Stored entries

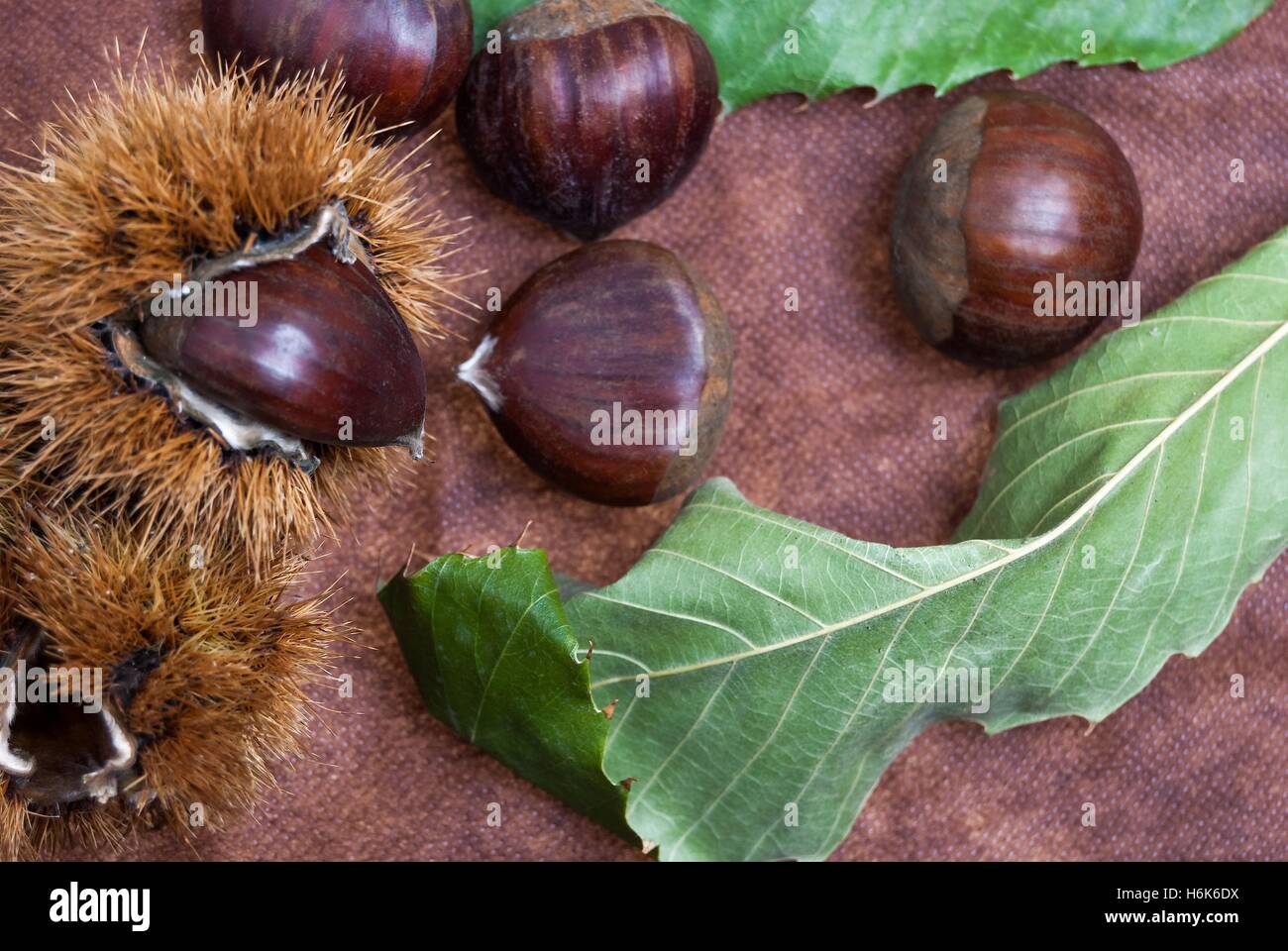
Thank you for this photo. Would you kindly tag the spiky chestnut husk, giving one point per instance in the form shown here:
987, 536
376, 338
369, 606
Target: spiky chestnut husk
407, 58
149, 180
205, 672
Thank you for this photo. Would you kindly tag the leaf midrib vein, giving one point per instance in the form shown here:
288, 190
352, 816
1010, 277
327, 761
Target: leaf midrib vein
1033, 544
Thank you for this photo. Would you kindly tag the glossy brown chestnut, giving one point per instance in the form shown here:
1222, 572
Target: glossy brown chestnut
410, 53
610, 333
327, 357
1029, 188
589, 114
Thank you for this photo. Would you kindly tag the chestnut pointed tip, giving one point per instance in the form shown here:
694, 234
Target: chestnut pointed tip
413, 441
476, 373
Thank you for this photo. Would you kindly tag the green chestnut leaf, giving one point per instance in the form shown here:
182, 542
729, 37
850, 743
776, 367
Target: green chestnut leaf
823, 47
765, 672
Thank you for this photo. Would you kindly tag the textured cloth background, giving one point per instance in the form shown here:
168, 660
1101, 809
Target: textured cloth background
831, 423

- EXERCISE DETAILS: Write out every line above exactly as it is, leaving out the pictures.

- WRITTEN ANSWER:
Thank you for this photo. Would you kindly tag the spiky chestnut husk, giving one point per instance in the form shown here:
987, 536
376, 338
369, 606
Target: spiky chestnut husk
407, 58
149, 180
205, 672
Thank you for this photo. Would you kindly tag the leaf midrib vein, giving one point per instance in the form shown here:
288, 190
352, 816
1010, 277
327, 761
Target: leaf midrib vein
1033, 544
Thank you for this photo. Would you kindly tag the glossy brown chestnut, giving one point per instance in the form shown here:
1222, 572
Target: glossy brown chestnut
410, 53
610, 333
327, 357
1029, 188
589, 114
Thank you for this photo. Would you kindly tag the chestnut pointed tip, giving one point per instance in the form shown here:
694, 234
Target: chestnut pointed tip
413, 441
476, 373
Thank you for this photo. Would you kindly tag the green chestnut leaf, giving one point per instance in the form shown here:
182, 542
729, 37
850, 743
776, 367
Target: green chestnut leaf
823, 47
765, 672
Thank you for this photo. Would you kindly tag the textured cloth background, giving one point per instance in the form shown here:
168, 660
1101, 809
Target: textured cloth background
831, 423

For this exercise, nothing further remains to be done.